Data for this task: Begin

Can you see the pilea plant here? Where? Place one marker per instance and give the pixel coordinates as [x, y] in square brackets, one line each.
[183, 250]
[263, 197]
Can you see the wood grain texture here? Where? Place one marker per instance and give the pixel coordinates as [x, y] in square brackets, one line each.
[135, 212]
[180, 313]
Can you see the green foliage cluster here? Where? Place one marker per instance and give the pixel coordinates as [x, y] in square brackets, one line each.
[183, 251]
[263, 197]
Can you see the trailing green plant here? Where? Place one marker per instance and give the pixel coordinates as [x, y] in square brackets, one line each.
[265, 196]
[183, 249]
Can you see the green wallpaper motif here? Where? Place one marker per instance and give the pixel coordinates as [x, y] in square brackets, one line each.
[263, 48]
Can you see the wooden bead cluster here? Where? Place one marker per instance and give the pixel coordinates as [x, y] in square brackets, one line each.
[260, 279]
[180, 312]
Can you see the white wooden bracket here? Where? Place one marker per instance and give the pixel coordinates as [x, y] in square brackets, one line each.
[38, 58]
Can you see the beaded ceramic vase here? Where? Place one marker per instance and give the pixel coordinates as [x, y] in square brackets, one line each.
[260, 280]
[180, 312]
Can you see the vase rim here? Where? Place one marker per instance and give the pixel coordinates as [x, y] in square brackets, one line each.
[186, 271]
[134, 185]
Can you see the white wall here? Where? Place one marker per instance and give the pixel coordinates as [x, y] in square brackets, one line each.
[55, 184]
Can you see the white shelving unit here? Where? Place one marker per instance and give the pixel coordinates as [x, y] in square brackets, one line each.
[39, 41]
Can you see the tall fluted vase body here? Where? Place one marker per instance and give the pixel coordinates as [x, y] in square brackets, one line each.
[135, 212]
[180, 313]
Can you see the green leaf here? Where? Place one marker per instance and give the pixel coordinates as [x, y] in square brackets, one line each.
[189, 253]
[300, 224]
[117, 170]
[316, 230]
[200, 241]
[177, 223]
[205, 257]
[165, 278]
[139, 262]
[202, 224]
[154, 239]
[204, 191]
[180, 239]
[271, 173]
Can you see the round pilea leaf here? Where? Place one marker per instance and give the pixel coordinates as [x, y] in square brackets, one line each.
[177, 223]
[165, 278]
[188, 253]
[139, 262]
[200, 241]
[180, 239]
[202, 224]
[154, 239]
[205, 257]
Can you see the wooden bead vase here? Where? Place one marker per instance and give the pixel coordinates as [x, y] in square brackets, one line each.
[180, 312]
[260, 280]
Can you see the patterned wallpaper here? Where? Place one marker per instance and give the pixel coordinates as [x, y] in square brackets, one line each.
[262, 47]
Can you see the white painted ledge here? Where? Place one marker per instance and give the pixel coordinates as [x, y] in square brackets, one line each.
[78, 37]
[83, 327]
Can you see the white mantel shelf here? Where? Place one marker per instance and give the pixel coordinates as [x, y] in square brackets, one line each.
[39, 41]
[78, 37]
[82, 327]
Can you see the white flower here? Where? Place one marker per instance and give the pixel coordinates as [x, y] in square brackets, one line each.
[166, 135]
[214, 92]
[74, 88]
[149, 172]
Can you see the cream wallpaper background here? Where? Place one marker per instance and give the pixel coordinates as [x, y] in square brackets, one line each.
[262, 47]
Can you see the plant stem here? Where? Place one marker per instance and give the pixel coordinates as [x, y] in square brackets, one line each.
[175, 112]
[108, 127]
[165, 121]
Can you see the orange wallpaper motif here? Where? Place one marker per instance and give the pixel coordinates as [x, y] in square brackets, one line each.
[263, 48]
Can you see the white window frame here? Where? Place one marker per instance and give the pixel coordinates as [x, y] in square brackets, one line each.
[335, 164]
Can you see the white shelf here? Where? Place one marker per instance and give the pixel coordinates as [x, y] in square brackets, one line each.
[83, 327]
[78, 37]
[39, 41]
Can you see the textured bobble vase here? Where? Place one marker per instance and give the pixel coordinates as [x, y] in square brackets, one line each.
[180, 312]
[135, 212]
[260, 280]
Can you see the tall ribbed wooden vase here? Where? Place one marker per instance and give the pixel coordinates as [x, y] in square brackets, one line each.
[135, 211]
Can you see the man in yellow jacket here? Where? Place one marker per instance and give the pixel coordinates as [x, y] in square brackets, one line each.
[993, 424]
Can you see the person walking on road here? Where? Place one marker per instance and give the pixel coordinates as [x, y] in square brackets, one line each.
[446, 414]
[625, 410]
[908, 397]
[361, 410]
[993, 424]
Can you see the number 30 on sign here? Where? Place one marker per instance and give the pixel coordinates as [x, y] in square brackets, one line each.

Data for this task: End

Your goal | The entries above should be repeated exactly, every one of them.

Answer section |
Can you see the pilea plant here? Where? Place one marker per instance and give the pixel coordinates as [x, y] in square brackets, one line each.
[183, 250]
[263, 197]
Can you see the wood grain texture here? Where? Place one marker per instance and give the pixel coordinates as [x, y] in square brackets, one line each.
[135, 212]
[180, 313]
Can you see the green foliage cluster here? Where? Place one marker per instance and give the pixel coordinates as [x, y] in square brackets, one line each.
[183, 251]
[263, 197]
Can you see the trailing green plant here? Where? Place one marker per instance and give the pixel coordinates as [x, y] in square brackets, one line each.
[265, 196]
[183, 249]
Can you see the green wallpaper motif here? Where? Place one marker per instance and give the pixel coordinates as [x, y] in square brackets, one line each.
[263, 48]
Can you see the wooden bead cluster here? Where? Place one marker per instance and give the pixel coordinates as [x, y] in square brackets, one line each.
[260, 279]
[180, 312]
Can you see the white wooden bracket here? Where? Place one marker per instance and give the pixel coordinates as [x, y] in square brackets, one line each.
[38, 58]
Can you see the beaded ceramic vase here? Where? Place one marker per instance and give the pixel coordinates as [x, y] in square brackets, one line each.
[260, 280]
[180, 312]
Can you see the vase rim here? Where? Place one marker per instance and give the pixel coordinates as [x, y] in square brackets, one line each.
[186, 271]
[134, 185]
Can you see the white wall here? Where? Place one marker per instance and give the pixel coordinates as [x, y] in square brackets, one line each.
[55, 184]
Can you see the white shelving unit here? Where? Place one marker per instance and give the pixel coordinates as [x, y] in square brackets, one line each.
[39, 41]
Can you see the tall fluted vase body here? Where? Place one marker per instance and give the pixel coordinates as [x, y] in square brackets, one line each.
[135, 212]
[180, 313]
Can you see the green leaf here? Where? Place one marker per instance and give the pixel coordinates as [x, y] in square brackets, one line each.
[189, 253]
[300, 224]
[117, 170]
[316, 230]
[200, 241]
[177, 223]
[205, 257]
[165, 278]
[139, 262]
[202, 224]
[154, 239]
[204, 191]
[180, 239]
[271, 173]
Can you see the round pilea leaf here? Where? Place one marker per instance and give the pixel coordinates as [x, y] in square brackets, one line each.
[177, 223]
[165, 278]
[188, 253]
[139, 262]
[200, 241]
[180, 239]
[202, 224]
[154, 239]
[205, 257]
Can you see the wooden bead vase here? Where? Place one marker per instance and give the pixel coordinates as [x, y] in square brackets, one line each.
[180, 312]
[260, 280]
Can you see the patterned wallpaper here? Where? Place one marker per instance and give the pixel coordinates as [x, y] in square brackets, one line each.
[262, 47]
Can you see the white painted ledge here? Where? Place one marker per instance and give the pixel coordinates as [x, y] in square brackets, one line each.
[78, 37]
[83, 327]
Can you see the white mantel shelf here? Where? Place one marker per instance and give the pixel coordinates as [x, y] in square brackets, one line each.
[39, 41]
[78, 37]
[82, 327]
Can you see the white flower here? Where? Place one marker per instance and give the pixel coordinates as [x, y] in square brackets, one line each.
[166, 135]
[214, 92]
[74, 88]
[149, 172]
Can you see the cream wallpaper background here? Where? Place one marker per instance and give the pixel coordinates as [x, y] in square brackets, one line each.
[262, 47]
Can you see the plant stem here? Where? Place one marker per instance and give the pixel coordinates as [x, y] in square brackets, one line each.
[175, 112]
[108, 127]
[165, 121]
Can you see the orange wallpaper motif here? Where? Place one marker per instance and give the pixel coordinates as [x, y] in square brackets, one line each.
[263, 48]
Can you see the white window frame here? Where? Place one marker per instance and give the pixel coordinates as [x, y] in square brackets, one line each.
[335, 164]
Can you see the white shelf here? Where? Place one marker per instance and give the pixel coordinates as [x, y] in square brackets, one line each.
[83, 327]
[78, 37]
[39, 41]
Can you see the textured bobble vase here? Where? Place one marker per instance and give the pixel coordinates as [x, y] in square brackets, one line each.
[180, 312]
[135, 212]
[260, 280]
Can you see the tall ribbed wooden vase here? Where? Place one marker per instance and give the pixel coordinates as [x, y] in square brackets, one line each.
[135, 211]
Can you see the man in yellow jacket here? Where? Place one marker per instance and give the pixel coordinates as [x, y] in square brackets, one line each.
[993, 424]
Can you see the person walking on road here? Where? Place one marker per instance and give the pixel coordinates as [x, y] in square brackets, one line each.
[446, 414]
[625, 410]
[908, 397]
[361, 410]
[993, 424]
Can you see the number 30 on sign here? Where? Place one marker per instance and give the pixel coordinates as [x, y] in square brackets, one line each.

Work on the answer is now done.